### Records for processing
────
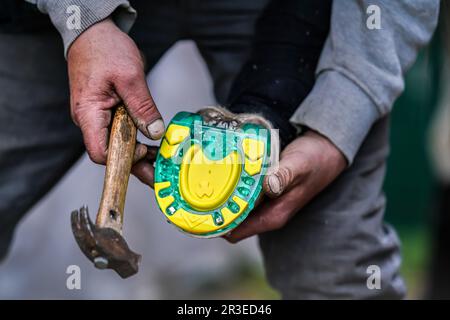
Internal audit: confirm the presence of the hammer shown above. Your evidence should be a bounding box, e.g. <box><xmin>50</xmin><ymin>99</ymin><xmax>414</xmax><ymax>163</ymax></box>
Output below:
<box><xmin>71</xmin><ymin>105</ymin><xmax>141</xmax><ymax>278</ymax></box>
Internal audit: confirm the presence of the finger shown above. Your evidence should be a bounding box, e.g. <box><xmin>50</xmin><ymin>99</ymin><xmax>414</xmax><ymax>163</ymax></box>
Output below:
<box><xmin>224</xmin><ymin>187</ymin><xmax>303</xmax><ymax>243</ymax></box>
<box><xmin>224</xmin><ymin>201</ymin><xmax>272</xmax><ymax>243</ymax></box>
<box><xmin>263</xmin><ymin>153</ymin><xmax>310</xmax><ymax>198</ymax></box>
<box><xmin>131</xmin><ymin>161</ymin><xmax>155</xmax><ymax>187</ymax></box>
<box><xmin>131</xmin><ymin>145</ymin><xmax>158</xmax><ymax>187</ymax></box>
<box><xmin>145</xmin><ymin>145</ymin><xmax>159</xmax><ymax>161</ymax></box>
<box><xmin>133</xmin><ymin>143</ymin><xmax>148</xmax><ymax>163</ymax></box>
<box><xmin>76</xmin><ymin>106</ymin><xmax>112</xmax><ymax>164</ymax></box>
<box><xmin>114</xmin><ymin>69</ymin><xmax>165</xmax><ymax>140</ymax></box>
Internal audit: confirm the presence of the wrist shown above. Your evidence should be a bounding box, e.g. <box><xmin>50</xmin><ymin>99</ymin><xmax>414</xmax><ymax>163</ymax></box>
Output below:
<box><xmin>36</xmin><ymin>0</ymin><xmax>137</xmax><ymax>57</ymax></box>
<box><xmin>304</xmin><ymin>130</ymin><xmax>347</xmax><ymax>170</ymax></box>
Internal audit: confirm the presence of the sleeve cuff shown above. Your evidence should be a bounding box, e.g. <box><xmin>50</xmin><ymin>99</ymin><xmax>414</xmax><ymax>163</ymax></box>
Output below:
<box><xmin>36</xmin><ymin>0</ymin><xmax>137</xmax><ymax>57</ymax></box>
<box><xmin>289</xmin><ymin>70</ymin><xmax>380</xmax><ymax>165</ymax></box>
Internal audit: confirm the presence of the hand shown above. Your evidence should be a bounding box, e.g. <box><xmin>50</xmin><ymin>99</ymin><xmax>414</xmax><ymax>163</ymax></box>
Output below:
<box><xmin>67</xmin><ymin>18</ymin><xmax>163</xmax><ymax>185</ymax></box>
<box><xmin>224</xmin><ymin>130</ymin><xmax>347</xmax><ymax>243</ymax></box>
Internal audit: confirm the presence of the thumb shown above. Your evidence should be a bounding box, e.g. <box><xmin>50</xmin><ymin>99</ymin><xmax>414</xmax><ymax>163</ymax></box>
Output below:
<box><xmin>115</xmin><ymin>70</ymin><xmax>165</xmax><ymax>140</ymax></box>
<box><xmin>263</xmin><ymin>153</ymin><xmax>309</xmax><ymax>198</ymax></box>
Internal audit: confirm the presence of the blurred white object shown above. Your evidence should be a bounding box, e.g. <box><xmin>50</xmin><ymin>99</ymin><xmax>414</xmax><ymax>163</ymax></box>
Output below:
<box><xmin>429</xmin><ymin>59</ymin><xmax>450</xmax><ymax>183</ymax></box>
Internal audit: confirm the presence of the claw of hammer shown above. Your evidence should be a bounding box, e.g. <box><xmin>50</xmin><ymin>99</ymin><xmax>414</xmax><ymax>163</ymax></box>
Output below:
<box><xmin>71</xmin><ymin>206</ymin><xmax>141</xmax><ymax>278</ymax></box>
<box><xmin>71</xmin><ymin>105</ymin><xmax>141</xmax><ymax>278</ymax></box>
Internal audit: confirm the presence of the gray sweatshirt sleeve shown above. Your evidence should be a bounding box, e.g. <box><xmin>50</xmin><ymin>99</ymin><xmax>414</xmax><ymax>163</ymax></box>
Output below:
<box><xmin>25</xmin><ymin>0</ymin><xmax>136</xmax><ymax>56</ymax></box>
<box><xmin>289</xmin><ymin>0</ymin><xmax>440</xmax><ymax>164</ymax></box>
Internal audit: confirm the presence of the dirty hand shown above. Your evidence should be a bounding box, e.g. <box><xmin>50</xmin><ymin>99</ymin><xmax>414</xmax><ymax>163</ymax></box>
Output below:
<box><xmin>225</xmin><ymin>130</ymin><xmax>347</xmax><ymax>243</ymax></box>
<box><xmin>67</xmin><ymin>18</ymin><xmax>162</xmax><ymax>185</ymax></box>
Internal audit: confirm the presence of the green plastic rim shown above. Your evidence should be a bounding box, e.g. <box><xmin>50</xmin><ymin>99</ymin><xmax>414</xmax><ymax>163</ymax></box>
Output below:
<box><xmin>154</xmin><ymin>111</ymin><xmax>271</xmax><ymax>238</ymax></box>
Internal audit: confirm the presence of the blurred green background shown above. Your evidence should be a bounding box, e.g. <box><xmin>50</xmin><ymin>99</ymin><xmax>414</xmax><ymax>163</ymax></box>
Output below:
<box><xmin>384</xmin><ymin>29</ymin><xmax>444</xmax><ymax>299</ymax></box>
────
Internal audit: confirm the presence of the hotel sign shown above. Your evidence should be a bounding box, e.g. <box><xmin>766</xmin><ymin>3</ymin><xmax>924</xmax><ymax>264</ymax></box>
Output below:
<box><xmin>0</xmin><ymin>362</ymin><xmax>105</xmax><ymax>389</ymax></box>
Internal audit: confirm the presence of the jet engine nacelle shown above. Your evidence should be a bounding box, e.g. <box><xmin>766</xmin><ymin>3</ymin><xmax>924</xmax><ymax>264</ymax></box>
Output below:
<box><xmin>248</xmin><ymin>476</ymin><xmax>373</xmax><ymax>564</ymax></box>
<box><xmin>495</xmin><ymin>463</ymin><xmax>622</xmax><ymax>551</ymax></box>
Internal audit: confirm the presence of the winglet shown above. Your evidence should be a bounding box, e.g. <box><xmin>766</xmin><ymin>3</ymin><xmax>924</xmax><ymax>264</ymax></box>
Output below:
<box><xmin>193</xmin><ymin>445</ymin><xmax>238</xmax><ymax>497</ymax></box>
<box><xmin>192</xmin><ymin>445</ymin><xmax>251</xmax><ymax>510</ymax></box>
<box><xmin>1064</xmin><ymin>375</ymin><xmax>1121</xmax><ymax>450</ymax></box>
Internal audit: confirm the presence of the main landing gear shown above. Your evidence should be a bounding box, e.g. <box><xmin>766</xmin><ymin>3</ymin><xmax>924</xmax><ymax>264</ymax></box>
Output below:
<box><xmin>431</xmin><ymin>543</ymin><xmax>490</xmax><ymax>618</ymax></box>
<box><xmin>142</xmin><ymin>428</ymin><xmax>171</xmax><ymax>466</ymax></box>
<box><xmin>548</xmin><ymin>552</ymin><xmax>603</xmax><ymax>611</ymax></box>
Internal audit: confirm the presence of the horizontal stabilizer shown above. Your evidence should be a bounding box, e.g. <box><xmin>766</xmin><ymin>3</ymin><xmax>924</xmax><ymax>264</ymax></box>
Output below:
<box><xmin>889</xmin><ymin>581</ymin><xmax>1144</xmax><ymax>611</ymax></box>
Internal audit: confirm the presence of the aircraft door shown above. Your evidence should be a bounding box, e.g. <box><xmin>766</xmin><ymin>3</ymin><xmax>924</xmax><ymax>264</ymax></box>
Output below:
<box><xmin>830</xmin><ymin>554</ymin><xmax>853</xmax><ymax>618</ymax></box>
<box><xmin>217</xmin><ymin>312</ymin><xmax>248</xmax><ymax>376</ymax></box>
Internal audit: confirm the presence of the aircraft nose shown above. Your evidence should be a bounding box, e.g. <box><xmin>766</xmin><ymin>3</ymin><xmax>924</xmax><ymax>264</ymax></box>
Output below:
────
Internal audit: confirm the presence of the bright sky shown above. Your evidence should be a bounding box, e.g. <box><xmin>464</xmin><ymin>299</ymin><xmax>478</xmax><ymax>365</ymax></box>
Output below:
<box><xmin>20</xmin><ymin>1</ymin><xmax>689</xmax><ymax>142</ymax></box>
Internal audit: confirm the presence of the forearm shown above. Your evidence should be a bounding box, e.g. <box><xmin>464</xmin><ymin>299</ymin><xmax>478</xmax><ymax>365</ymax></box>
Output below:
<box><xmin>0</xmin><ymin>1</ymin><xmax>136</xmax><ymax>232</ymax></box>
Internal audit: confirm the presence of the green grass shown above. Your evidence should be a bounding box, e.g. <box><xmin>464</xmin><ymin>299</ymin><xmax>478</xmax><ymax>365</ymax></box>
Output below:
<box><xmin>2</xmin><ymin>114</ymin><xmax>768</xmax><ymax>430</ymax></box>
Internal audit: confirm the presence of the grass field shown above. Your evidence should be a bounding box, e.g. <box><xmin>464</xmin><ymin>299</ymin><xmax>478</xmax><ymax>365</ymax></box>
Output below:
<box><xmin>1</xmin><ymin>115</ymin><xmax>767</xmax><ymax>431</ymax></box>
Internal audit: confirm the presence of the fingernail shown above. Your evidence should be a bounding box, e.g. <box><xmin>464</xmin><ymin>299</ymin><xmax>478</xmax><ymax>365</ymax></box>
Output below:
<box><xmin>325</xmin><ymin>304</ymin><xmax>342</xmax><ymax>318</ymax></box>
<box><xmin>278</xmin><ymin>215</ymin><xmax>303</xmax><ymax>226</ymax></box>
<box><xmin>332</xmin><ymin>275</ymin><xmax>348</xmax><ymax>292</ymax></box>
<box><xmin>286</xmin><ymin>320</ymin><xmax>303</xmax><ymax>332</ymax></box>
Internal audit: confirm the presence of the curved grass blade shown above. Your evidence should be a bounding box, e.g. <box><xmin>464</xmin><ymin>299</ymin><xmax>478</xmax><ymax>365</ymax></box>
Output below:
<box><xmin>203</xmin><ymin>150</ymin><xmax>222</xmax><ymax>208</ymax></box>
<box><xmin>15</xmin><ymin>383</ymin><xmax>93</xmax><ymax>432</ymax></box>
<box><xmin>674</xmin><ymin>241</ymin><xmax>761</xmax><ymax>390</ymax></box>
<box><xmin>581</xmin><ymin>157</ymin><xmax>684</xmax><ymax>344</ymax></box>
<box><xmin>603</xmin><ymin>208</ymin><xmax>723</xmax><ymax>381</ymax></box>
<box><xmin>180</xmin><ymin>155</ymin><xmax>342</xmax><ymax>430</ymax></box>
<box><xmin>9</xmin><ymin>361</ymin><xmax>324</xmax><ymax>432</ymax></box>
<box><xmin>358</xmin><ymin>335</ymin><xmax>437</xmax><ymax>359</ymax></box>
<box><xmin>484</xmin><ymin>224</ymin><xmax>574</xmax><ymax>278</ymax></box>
────
### Problem description
Your answer should consist of each line of the data above in which the word "sleeve" occurs.

### Reply to the exercise
Internal audit: confirm the presence of the sleeve cuff shown above. Your evidence should be a bounding box, e.g. <box><xmin>50</xmin><ymin>99</ymin><xmax>414</xmax><ymax>163</ymax></box>
Internal audit: confirm the presence of the gray sweatshirt sleeve shown above. Your evidence should be a bounding box, e.g. <box><xmin>50</xmin><ymin>99</ymin><xmax>414</xmax><ymax>163</ymax></box>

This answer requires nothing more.